Saved entries:
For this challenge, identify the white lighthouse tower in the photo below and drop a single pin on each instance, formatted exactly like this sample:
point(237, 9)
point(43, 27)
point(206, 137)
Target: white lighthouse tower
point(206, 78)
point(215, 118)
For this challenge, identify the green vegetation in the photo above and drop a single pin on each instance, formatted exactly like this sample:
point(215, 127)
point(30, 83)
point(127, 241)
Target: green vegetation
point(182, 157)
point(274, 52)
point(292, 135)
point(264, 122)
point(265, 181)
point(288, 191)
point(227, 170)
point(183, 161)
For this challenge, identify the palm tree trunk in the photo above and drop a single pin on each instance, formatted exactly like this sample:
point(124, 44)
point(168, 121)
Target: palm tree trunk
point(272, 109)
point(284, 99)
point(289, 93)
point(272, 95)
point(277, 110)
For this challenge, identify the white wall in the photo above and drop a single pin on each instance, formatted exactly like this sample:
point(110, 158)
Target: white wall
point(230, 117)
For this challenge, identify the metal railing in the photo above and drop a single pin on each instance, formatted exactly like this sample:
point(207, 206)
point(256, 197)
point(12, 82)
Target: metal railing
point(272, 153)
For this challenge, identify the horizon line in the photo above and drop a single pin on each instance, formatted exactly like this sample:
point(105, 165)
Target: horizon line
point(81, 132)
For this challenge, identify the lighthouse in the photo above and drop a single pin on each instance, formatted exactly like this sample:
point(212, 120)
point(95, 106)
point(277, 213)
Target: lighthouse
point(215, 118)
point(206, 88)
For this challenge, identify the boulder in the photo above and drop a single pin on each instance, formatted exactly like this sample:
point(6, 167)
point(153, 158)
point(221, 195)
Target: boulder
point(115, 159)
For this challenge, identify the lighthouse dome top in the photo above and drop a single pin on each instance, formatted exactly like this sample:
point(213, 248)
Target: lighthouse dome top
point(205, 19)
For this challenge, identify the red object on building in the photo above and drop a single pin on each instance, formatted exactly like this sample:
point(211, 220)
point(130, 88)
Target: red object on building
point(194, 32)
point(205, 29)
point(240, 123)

Problem to solve: A faithful, word-for-word copy of the data is the expected answer.

Your response:
For this challenge, identify the white lighthouse tower in the photo below and drop a single pin on each instance, formatted exactly like this sample:
point(237, 9)
point(43, 27)
point(206, 137)
Target: white lighthouse tower
point(206, 78)
point(215, 118)
For this challenge, identify the green vegetation in the photo above and drop a single pin on each instance, formatted exactly like this sample:
point(215, 127)
point(30, 83)
point(127, 241)
Target: green vegetation
point(182, 157)
point(274, 52)
point(292, 135)
point(264, 122)
point(265, 181)
point(288, 191)
point(227, 170)
point(183, 161)
For this challenge, identify the palm tree trunk in the photo above and drop a single pin on each instance, formatted exactly like this sample:
point(124, 44)
point(168, 121)
Target: palm tree trunk
point(272, 109)
point(284, 99)
point(289, 93)
point(272, 95)
point(277, 110)
For this challenge, identify the white wall in the photo above and drop a single pin on each instance, formatted exactly like this sample:
point(110, 158)
Target: white wall
point(230, 117)
For this challenge, identify the metal railing in the photo above and drop a single pin on each instance, formatted exactly like this sample:
point(207, 206)
point(256, 197)
point(12, 82)
Target: metal railing
point(272, 153)
For this challenge, identify the horizon line in the photo above and drop a single pin on each instance, formatted exactly like this sample:
point(105, 165)
Target: horizon line
point(81, 132)
For this challenge, identify the lighthouse in the photo above and drop a single pin on each instance, formatted exactly like this sample:
point(212, 120)
point(95, 106)
point(277, 213)
Target: lighthouse
point(215, 118)
point(206, 88)
For this challenge, identify the boulder in the photo above and drop a single pin on each instance, formatted exactly like this sample:
point(6, 167)
point(153, 158)
point(221, 195)
Target: boulder
point(115, 159)
For this challenge, identify the lighthouse dome top in the photo above and drop a single pin on each instance, formatted exactly like this sample:
point(213, 248)
Target: lighthouse dome top
point(205, 19)
For this challenge, identify the red object on building in the photo above and drop a single pin on each instance, formatted exactly like this sample:
point(211, 220)
point(130, 88)
Target: red object on building
point(194, 32)
point(205, 29)
point(240, 123)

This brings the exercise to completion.